Required action: Please transcribe each of the records exactly as given.

Extracted entries:
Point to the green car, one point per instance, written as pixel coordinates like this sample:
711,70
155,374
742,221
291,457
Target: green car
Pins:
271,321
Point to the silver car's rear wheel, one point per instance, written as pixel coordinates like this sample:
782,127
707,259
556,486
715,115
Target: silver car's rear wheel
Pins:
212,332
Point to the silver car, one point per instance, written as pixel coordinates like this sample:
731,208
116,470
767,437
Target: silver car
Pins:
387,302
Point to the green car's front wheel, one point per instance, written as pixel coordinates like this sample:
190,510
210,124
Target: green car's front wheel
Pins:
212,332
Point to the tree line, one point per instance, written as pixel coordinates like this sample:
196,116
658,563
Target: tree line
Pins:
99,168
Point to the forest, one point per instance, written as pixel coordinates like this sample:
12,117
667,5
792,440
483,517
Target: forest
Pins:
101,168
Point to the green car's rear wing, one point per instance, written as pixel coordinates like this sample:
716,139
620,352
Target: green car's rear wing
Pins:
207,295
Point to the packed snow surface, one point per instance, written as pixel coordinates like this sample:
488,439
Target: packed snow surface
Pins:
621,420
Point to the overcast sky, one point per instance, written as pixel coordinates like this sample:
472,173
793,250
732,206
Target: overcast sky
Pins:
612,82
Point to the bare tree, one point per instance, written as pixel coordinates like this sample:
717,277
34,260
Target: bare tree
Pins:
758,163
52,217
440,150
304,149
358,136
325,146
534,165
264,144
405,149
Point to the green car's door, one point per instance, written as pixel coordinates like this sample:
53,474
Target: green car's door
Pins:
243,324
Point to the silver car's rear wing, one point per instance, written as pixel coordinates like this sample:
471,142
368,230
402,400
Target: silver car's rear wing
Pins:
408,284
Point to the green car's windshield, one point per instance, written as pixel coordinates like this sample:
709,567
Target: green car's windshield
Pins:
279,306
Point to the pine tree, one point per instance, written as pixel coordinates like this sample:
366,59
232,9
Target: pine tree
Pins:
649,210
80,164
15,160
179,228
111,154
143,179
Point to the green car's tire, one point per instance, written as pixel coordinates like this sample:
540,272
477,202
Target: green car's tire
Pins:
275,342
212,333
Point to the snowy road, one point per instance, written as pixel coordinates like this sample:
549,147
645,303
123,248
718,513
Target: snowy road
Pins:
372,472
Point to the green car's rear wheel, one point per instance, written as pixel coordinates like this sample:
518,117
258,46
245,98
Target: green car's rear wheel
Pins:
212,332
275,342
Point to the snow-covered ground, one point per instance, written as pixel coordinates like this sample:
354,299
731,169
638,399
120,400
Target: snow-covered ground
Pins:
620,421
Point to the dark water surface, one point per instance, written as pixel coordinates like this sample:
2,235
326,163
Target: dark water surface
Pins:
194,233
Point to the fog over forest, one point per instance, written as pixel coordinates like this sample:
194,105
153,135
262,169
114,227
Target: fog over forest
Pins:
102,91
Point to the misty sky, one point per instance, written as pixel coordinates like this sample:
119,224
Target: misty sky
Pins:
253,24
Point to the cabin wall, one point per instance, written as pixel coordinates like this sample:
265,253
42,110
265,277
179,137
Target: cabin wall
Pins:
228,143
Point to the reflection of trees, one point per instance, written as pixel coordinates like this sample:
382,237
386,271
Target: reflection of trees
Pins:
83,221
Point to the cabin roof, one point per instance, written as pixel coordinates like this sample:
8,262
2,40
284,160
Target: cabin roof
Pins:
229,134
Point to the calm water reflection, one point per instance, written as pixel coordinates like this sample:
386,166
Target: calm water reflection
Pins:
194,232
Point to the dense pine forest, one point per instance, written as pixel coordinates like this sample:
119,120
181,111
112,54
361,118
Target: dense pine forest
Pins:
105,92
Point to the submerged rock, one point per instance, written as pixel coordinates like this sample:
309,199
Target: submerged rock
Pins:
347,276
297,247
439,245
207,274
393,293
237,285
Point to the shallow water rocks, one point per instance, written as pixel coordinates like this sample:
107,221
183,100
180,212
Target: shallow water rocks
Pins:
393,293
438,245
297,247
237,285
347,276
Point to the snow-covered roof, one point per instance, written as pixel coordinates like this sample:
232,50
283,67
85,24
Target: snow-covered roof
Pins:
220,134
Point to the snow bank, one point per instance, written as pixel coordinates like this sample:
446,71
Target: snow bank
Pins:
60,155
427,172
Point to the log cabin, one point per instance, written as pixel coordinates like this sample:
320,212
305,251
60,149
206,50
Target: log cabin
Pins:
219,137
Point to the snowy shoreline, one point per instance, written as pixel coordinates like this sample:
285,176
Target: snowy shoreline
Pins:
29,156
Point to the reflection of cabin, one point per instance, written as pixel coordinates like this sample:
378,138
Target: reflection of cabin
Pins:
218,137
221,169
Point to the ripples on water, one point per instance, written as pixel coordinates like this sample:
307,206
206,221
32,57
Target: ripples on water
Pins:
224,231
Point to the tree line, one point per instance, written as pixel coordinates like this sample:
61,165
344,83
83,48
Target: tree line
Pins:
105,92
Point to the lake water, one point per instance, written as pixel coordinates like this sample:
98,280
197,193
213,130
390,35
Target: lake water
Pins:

Exercise output:
Point to the green car, one point per instance, written as pixel coordinates like this sample:
711,70
155,374
742,221
291,457
Target: green car
Pins:
271,321
Point to the silver car's rear wheel, one point per instance, written as pixel coordinates like this sample:
782,127
707,259
556,486
715,115
Target: silver car's rear wheel
Pins:
212,332
Point to the silver car, one point per instance, written as pixel coordinates like this sample:
731,208
116,470
767,437
Target: silver car
Pins:
387,302
Point to the green car's front wheel, one point per instance, written as pixel coordinates like this sample:
190,510
210,124
Target: green car's front wheel
Pins:
212,332
Point to the tree line, one point per instance, written as pixel coordinates like this sample:
196,116
658,563
Target: tree line
Pins:
99,168
Point to the forest, one point per instance, written as pixel coordinates like this sample:
12,117
667,5
792,440
483,517
Target: forest
Pins:
101,168
Point to the green car's rear wing, one point per instance, written as pixel coordinates like this sample:
716,139
620,352
Target: green car's rear wing
Pins:
207,295
Point to the packed snow surface, one point per instance, written as pixel coordinates like this sample:
488,439
Target: packed snow surface
Pins:
621,420
Point to the overcast sky, one point per instance, written as pixel coordinates like this sample:
472,173
793,250
732,206
Target: overcast sky
Pins:
612,82
Point to the bare tree, one point per instance, written as pixel coordinates like this sample:
717,277
34,260
Target: bare tree
Pins:
758,163
52,217
440,150
304,149
358,136
325,146
534,165
264,144
405,149
Point to the green car's door, one point per instance, written as pixel coordinates like this sample:
53,474
Target: green car's door
Pins:
243,324
Point to the silver car's rear wing, one point per instance, written as pixel coordinates like this sample:
471,142
368,230
402,400
Target: silver car's rear wing
Pins:
408,284
Point to the green car's windshield, one point per instance, written as pixel coordinates like this sample:
709,567
Target: green car's windshield
Pins:
279,306
Point to the pine tree, one point per instance, written as pixel coordinates like this sample:
366,59
232,9
Target: pine tree
Pins:
649,210
80,164
15,160
179,228
111,154
143,179
Point to the green car's tire, one point per instance, written as pixel coordinates like this sample:
540,272
477,202
Target: green car's tire
Pins:
275,342
212,333
Point to the snowy road, one point per instance, written as pixel coordinates like this sample:
549,147
645,303
123,248
718,513
Target: snowy road
Pins:
372,472
Point to the green car's rear wheel, one point per instance, written as pixel coordinates like this sample:
518,117
258,46
245,98
Target: green car's rear wheel
Pins:
212,332
275,342
Point to the snow-covered ground, one point per instance, written as pixel coordinates like this sample:
354,299
731,169
638,399
120,400
Target: snow-covered ground
Pins:
620,421
Point to the dark water surface, one point per instance, written as pixel coordinates like this sample:
2,235
326,163
Target: dark water surface
Pins:
194,233
Point to the fog over forest, one point per instance, written as pixel coordinates like this sample:
194,105
153,135
262,169
114,227
Target: fog over forest
Pins:
102,91
Point to the misty sky, one point per instance, written as pixel coordinates like this sample:
119,224
Target: misty sky
Pins:
253,24
Point to the cabin wall, one point per instance, written as pixel coordinates like this sample:
265,253
42,110
265,277
179,137
Target: cabin wall
Pins:
228,143
Point to the reflection of trees, one point per instance, written as pixel coordinates like this sample:
382,237
386,271
Target: reflection of trees
Pins:
83,221
Point to the cabin roof, one point per instance, written as pixel coordinates like this sample:
8,262
2,40
284,160
Target: cabin roof
Pins:
229,134
Point to the calm water reflection, one point per instance, written as pixel coordinates like this sample:
386,166
Target: calm water reflection
Pins:
194,232
Point to the dense pine forest, one point per instance, written as pixel coordinates like this sample:
119,120
181,111
112,54
361,118
Target: dense pine forest
Pins:
105,92
Point to the submerged rock, one point per instance, written as pixel coordinates like this sample:
309,199
Target: submerged rock
Pins:
347,276
297,247
439,245
207,274
393,293
237,285
Point to the shallow water rocks, one point per instance, written as pixel coordinates like this sample:
107,221
183,100
180,212
Target: shallow water rocks
Pins:
393,293
438,245
297,247
237,285
347,276
Point to the snow-covered roof, one point per instance, written as pixel coordinates like this sample:
232,50
283,67
85,24
Target: snow-covered roof
Pins:
220,134
Point to the snow bank, one point per instance, written as pixel coordinates like this sample:
446,71
Target: snow bank
Pins:
60,155
427,172
Point to the log cabin, one point per instance, written as pixel coordinates like this sample:
320,212
305,251
60,149
206,50
Target: log cabin
Pins:
219,137
Point to the snowy shoreline, one point per instance, written as pixel coordinates like this sample:
285,176
Target: snowy shoreline
Pins:
29,156
Point to the reflection of cabin, one point per instance, written as pixel coordinates like this sample:
378,138
Target: reflection of cabin
Pins:
218,137
221,169
Point to the ripples on water, one point per instance, written as pixel coordinates like this sample:
307,206
206,221
32,57
Target: ripples on water
Pins:
224,231
Point to the tree line, one point per instance, written as pixel coordinates like this sample:
61,165
344,83
83,48
Target: tree line
Pins:
105,92
Point to the lake water, one point per instance, written as pixel coordinates like this sample:
98,280
197,193
213,130
390,35
Target: lake water
Pins:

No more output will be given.